Goal of the exercise - Write the next part of the forum thread on the Tagalog phrase "takot na takot," picking up after its final sentence.

Document extract -
# takot na takot



## tagalogstudent

"Distraught," in the English language, means that you were distracted from something that you should have been focused on, but the _reason_ you were distracted is because you were sad or upset about something.

"Distraught" translates into Tagalog as "takot na takot."

"Takot" means "fear."  Ok, that's simple enough.

However, "na," as a conjunction, means either "that" or "lest."  I am assuming that it means "lest" in this context.

So, "distraught" means "fear lest fear."  That, basically means, "I'm scared, but without actually being scared."

That doesn't make sense.  That's basically saying "one minus one."  You're right back where you started.

Can someone quell my confusion?


----------



## DotterKat

First of all, I wouldn't translate *distraught* as "takot na takot", but rather as *balisa, tuliro *or _*naguguluhan ang isipan/isipang naguguluhan.

*_Setting that aside for the moment, however, you are referring to the use of _*na *_as a linker in a construction of adjective intensification.

Adjectives in Tagalog can be intensified in many ways.  One way is by adding an adjective intensifier before or after the adjective to be intensified, with a linker (na or ng) between the two, as in:

_Masyadong takot_ si Pedro sa mga aso.  _(Pedro is very/extremely fearful of dogs.)

_In the sentence above, *masyado* is an adjective intensifier, *-ng* is a linker and *takot* is the adjective being intensified.

Another way to intensify Tagalog adjectives is by repetition, with the na linker in between.  This is the use of *na* to which you refer.

_Takot na takot_ si Pedro sa mga aso. (Pedro is very/extremely fearful of dogs.)

In the sentence above, takot is an adjective intensified by repetition, with the linker _*na *_in between.

Collection entries:

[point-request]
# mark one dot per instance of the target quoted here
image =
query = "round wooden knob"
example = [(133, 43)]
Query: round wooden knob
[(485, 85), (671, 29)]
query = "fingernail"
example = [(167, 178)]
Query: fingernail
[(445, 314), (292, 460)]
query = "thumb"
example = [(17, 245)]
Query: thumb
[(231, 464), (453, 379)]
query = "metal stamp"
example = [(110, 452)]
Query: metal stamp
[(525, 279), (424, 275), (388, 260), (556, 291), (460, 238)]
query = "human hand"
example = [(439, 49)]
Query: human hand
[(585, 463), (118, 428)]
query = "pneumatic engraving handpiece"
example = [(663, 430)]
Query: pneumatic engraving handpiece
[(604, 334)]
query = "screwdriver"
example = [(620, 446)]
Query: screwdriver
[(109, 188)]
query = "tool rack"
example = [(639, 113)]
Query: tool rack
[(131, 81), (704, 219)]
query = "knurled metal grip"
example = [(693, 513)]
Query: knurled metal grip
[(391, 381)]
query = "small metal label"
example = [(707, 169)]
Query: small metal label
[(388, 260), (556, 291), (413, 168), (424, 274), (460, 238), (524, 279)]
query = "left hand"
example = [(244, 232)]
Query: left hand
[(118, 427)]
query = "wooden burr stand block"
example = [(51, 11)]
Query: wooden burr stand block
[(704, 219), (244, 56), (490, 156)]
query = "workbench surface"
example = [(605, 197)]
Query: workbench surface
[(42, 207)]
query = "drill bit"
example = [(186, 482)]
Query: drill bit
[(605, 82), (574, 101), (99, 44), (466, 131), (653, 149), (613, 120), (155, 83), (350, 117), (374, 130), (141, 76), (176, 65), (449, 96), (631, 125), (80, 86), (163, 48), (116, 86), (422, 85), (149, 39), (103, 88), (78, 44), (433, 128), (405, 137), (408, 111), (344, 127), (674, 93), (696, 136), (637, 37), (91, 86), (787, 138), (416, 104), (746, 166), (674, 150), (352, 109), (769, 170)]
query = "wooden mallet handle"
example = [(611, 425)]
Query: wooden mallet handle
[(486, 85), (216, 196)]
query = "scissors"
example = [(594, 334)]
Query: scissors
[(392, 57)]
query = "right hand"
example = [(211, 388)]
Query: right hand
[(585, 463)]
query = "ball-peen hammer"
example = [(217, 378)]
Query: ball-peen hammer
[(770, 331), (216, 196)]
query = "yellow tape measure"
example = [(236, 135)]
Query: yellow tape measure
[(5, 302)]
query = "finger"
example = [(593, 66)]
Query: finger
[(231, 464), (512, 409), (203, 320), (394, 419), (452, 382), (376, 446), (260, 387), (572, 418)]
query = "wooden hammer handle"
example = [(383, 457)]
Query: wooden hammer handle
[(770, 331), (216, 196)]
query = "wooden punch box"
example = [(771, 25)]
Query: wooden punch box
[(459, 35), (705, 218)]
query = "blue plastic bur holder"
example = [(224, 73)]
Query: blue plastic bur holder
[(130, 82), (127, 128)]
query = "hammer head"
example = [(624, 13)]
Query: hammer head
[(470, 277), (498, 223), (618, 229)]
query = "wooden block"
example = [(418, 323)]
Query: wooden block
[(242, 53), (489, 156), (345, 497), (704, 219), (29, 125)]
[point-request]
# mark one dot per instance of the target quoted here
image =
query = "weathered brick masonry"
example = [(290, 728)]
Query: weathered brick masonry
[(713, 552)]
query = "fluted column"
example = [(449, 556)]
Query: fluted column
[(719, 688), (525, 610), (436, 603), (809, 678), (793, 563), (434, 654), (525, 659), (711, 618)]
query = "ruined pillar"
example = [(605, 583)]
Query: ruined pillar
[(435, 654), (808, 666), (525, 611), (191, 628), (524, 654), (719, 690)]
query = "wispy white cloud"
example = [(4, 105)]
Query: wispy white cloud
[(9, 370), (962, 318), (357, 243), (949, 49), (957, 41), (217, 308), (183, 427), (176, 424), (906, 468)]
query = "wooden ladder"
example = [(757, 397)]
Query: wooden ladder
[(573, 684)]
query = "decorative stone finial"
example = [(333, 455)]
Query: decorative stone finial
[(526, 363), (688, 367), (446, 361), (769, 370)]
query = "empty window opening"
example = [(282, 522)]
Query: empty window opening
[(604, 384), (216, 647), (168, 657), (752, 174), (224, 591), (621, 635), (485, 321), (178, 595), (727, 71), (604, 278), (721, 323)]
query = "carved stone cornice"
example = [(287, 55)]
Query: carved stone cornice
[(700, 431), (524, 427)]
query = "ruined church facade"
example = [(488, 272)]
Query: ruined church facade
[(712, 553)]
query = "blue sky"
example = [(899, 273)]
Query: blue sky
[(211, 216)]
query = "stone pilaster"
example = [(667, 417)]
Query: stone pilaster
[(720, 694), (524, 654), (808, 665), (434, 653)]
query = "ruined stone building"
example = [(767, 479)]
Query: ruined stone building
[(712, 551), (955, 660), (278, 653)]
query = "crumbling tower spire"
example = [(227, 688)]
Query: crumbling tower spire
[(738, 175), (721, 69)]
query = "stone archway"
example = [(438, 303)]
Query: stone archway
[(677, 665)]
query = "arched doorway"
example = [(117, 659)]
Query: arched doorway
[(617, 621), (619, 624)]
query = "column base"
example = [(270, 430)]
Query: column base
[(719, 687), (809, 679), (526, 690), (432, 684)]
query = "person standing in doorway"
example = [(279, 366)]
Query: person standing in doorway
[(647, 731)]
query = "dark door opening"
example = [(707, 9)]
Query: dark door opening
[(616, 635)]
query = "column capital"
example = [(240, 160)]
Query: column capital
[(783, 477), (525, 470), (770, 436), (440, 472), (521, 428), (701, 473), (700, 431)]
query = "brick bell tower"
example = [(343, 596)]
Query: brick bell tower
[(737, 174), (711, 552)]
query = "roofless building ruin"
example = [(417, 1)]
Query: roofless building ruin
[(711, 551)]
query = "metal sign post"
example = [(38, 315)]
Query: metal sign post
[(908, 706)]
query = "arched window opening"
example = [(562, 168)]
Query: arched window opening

Response -
Note that there are many, many (note the intensification by repetition!) ways of Tagalog adjective intensification.


----------



## tagalogstudent

DotterKat said:


> First of all, I wouldn't translate *distraught* as "takot na takot", but rather as *balisa, tuliro *or _*naguguluhan ang isipan/isipang naguguluhan.*_


That's what translate.google.com gave me, so I went with that.


> Setting that aside for the moment, however, you are referring to the use of _*na *_as a linker in a construction of adjective intensification.


Huh?



> In the sentence above, *masyado* is an adjective intensifier, *-ng* is a linker and *takot* is the adjective being intensified.


So, would "masyado" roughly translate as "extremely?"

And, unlike in English, Tagalog requires these "linking" words in order to make sense?



> Another way to intensify Tagalog adjectives is by repetition, with the na linker in between.  This is the use of *na* to which you refer.
> 
> _Takot na takot_ si Pedro sa mga aso. (Pedro is very/extremely fearful of dogs.)


Could I _stack_ intensifiers?

E.g. could I say "Takot na takot na takot na takot na takot na takot na takot si Pedro sa mga aso," and it would make just as much sense in Tagalog as its translation would in English?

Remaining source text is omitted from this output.